• [GOAL OF THE EXERCISE] Recast all of the data below as a Markdown table with two columns, Row and Line. Give each non-blank line its own numbered row.
<<<<
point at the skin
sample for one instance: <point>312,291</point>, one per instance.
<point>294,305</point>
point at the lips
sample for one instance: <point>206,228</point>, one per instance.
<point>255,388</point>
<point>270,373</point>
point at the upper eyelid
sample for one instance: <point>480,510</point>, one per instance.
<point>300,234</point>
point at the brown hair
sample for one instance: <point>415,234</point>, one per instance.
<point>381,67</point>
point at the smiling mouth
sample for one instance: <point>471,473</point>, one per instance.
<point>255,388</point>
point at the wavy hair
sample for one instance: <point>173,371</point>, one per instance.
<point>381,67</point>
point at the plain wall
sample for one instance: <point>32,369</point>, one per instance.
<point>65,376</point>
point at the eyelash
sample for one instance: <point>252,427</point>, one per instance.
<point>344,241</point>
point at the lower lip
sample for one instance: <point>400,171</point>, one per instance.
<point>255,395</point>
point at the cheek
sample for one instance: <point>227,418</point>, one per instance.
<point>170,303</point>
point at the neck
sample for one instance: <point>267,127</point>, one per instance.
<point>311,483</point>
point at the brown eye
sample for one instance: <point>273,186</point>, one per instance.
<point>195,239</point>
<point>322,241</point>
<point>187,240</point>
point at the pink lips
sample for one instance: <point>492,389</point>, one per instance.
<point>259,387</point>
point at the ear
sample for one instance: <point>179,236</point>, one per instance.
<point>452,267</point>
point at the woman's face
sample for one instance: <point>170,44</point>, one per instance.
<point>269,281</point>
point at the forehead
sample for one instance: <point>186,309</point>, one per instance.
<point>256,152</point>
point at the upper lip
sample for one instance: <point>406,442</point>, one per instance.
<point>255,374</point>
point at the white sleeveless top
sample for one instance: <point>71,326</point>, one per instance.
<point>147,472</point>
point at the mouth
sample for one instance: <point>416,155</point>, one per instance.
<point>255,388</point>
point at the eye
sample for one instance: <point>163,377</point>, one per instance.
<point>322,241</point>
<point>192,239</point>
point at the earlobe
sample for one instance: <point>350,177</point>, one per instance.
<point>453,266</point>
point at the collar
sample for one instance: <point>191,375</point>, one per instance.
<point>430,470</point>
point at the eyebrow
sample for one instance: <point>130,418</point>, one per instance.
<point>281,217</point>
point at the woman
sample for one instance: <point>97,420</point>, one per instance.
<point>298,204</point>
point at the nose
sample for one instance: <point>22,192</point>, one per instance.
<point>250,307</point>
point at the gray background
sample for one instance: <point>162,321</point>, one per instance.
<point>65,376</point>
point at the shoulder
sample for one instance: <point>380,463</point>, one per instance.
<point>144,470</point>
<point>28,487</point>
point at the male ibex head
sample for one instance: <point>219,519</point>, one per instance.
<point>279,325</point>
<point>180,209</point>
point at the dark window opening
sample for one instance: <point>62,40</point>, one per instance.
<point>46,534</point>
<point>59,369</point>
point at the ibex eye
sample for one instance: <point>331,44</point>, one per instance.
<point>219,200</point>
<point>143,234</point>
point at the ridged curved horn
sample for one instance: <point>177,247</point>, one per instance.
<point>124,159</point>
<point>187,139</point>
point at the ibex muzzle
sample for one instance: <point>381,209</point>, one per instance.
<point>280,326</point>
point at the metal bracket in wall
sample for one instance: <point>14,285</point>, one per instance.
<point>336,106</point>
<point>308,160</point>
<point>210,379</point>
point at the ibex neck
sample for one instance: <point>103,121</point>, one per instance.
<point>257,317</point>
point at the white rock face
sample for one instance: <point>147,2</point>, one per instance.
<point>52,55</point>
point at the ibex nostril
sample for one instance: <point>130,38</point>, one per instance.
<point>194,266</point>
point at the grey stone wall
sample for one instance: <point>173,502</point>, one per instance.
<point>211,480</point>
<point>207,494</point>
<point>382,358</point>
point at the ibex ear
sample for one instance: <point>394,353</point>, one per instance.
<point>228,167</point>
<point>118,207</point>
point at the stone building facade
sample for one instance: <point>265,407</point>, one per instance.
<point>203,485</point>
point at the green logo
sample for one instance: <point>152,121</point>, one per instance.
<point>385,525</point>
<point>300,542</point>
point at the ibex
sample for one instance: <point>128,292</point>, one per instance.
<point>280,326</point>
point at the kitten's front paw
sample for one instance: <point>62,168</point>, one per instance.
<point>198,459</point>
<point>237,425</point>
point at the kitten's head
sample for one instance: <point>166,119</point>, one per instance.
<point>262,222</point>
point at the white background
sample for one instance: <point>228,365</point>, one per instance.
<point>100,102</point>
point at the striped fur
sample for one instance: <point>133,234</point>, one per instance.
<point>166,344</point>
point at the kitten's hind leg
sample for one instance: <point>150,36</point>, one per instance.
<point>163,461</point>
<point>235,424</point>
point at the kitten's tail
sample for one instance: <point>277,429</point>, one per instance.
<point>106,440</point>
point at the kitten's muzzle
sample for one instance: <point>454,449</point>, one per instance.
>>>>
• [EXERCISE RESULT]
| Row | Line |
|---|---|
| 1 | point at the skin |
| 2 | sample for one instance: <point>312,291</point>, one per instance. |
| 3 | <point>294,305</point> |
| 4 | point at the lips |
| 5 | sample for one instance: <point>206,228</point>, one per instance. |
| 6 | <point>255,388</point> |
| 7 | <point>270,373</point> |
| 8 | point at the upper eyelid |
| 9 | sample for one instance: <point>480,510</point>, one per instance. |
| 10 | <point>300,234</point> |
| 11 | point at the brown hair |
| 12 | sample for one instance: <point>415,234</point>, one per instance. |
| 13 | <point>381,67</point> |
| 14 | point at the smiling mouth |
| 15 | sample for one instance: <point>471,473</point>, one per instance. |
| 16 | <point>255,388</point> |
| 17 | point at the wavy hair |
| 18 | sample for one instance: <point>173,371</point>, one per instance. |
| 19 | <point>381,67</point> |
| 20 | point at the plain wall |
| 21 | sample for one instance: <point>32,369</point>, one per instance. |
| 22 | <point>65,376</point> |
| 23 | point at the eyelash |
| 24 | sample for one instance: <point>252,427</point>, one per instance. |
| 25 | <point>344,241</point> |
| 26 | point at the lower lip |
| 27 | sample for one instance: <point>400,171</point>, one per instance. |
| 28 | <point>255,395</point> |
| 29 | point at the cheek |
| 30 | sample for one instance: <point>227,418</point>, one per instance. |
| 31 | <point>170,303</point> |
| 32 | point at the neck |
| 33 | sample for one instance: <point>267,127</point>, one per instance. |
| 34 | <point>311,483</point> |
| 35 | point at the brown eye |
| 36 | sample for one instance: <point>273,186</point>, one per instance. |
| 37 | <point>195,239</point> |
| 38 | <point>322,241</point> |
| 39 | <point>187,240</point> |
| 40 | point at the pink lips |
| 41 | sample for one instance: <point>492,389</point>, one per instance. |
| 42 | <point>259,387</point> |
| 43 | point at the ear |
| 44 | sample for one instance: <point>179,236</point>, one per instance. |
| 45 | <point>452,267</point> |
| 46 | point at the woman's face |
| 47 | sample for one instance: <point>170,44</point>, one per instance. |
| 48 | <point>269,281</point> |
| 49 | point at the forehead |
| 50 | sample for one instance: <point>186,309</point>, one per instance. |
| 51 | <point>256,152</point> |
| 52 | point at the upper lip |
| 53 | sample for one instance: <point>406,442</point>, one per instance. |
| 54 | <point>255,374</point> |
| 55 | point at the white sleeveless top |
| 56 | sample for one instance: <point>71,326</point>, one per instance. |
| 57 | <point>147,472</point> |
| 58 | point at the mouth |
| 59 | sample for one instance: <point>416,155</point>, one per instance. |
| 60 | <point>255,388</point> |
| 61 | point at the eye |
| 62 | sample for one instance: <point>163,377</point>, one per instance. |
| 63 | <point>322,241</point> |
| 64 | <point>192,239</point> |
| 65 | point at the earlobe |
| 66 | sample for one instance: <point>350,177</point>, one per instance. |
| 67 | <point>453,266</point> |
| 68 | point at the collar |
| 69 | sample for one instance: <point>191,375</point>, one per instance. |
| 70 | <point>430,470</point> |
| 71 | point at the eyebrow |
| 72 | sample for one instance: <point>130,418</point>, one per instance. |
| 73 | <point>281,217</point> |
| 74 | point at the woman |
| 75 | sample for one instance: <point>97,420</point>, one per instance. |
| 76 | <point>298,204</point> |
| 77 | point at the nose |
| 78 | sample for one instance: <point>22,192</point>, one per instance. |
| 79 | <point>250,307</point> |
| 80 | point at the gray background |
| 81 | sample for one instance: <point>162,321</point>, one per instance. |
| 82 | <point>65,376</point> |
| 83 | point at the shoulder |
| 84 | sample for one instance: <point>380,463</point>, one per instance. |
| 85 | <point>144,470</point> |
| 86 | <point>28,487</point> |
| 87 | point at the male ibex head |
| 88 | sample for one instance: <point>219,519</point>, one per instance. |
| 89 | <point>279,325</point> |
| 90 | <point>180,209</point> |
| 91 | point at the dark window opening |
| 92 | sample for one instance: <point>62,40</point>, one per instance. |
| 93 | <point>46,534</point> |
| 94 | <point>59,369</point> |
| 95 | point at the ibex eye |
| 96 | sample for one instance: <point>331,44</point>, one per instance. |
| 97 | <point>219,200</point> |
| 98 | <point>143,234</point> |
| 99 | point at the ridged curved horn |
| 100 | sample for one instance: <point>177,247</point>, one per instance. |
| 101 | <point>124,159</point> |
| 102 | <point>187,139</point> |
| 103 | point at the ibex muzzle |
| 104 | sample for one instance: <point>381,209</point>, one per instance. |
| 105 | <point>280,326</point> |
| 106 | point at the metal bracket in wall |
| 107 | sample for one instance: <point>14,285</point>, one per instance. |
| 108 | <point>336,106</point> |
| 109 | <point>308,160</point> |
| 110 | <point>210,379</point> |
| 111 | point at the ibex neck |
| 112 | sample for one instance: <point>103,121</point>, one per instance. |
| 113 | <point>257,317</point> |
| 114 | point at the white rock face |
| 115 | sample for one instance: <point>147,2</point>, one per instance. |
| 116 | <point>52,55</point> |
| 117 | point at the ibex nostril |
| 118 | sample for one instance: <point>130,38</point>, one per instance. |
| 119 | <point>194,266</point> |
| 120 | point at the grey stone wall |
| 121 | sample for one instance: <point>173,502</point>, one per instance. |
| 122 | <point>211,480</point> |
| 123 | <point>207,494</point> |
| 124 | <point>382,358</point> |
| 125 | point at the ibex ear |
| 126 | sample for one instance: <point>394,353</point>, one per instance. |
| 127 | <point>228,167</point> |
| 128 | <point>118,207</point> |
| 129 | point at the stone building facade |
| 130 | sample for one instance: <point>265,407</point>, one per instance. |
| 131 | <point>203,485</point> |
| 132 | point at the green logo |
| 133 | sample for one instance: <point>152,121</point>, one per instance. |
| 134 | <point>385,525</point> |
| 135 | <point>300,542</point> |
| 136 | point at the ibex |
| 137 | sample for one instance: <point>128,292</point>, one per instance. |
| 138 | <point>280,326</point> |
| 139 | point at the kitten's front paw |
| 140 | sample for one instance: <point>62,168</point>, one per instance. |
| 141 | <point>198,459</point> |
| 142 | <point>237,425</point> |
| 143 | point at the kitten's head |
| 144 | sample for one instance: <point>166,119</point>, one per instance. |
| 145 | <point>262,222</point> |
| 146 | point at the white background |
| 147 | sample for one instance: <point>228,365</point>, one per instance. |
| 148 | <point>100,102</point> |
| 149 | point at the striped fur |
| 150 | sample for one instance: <point>133,234</point>, one per instance. |
| 151 | <point>166,344</point> |
| 152 | point at the kitten's hind leg |
| 153 | sample for one instance: <point>150,36</point>, one per instance. |
| 154 | <point>163,461</point> |
| 155 | <point>235,424</point> |
| 156 | point at the kitten's tail |
| 157 | sample for one instance: <point>277,429</point>, one per instance. |
| 158 | <point>106,440</point> |
| 159 | point at the kitten's muzzle |
| 160 | sample for one instance: <point>454,449</point>, one per instance. |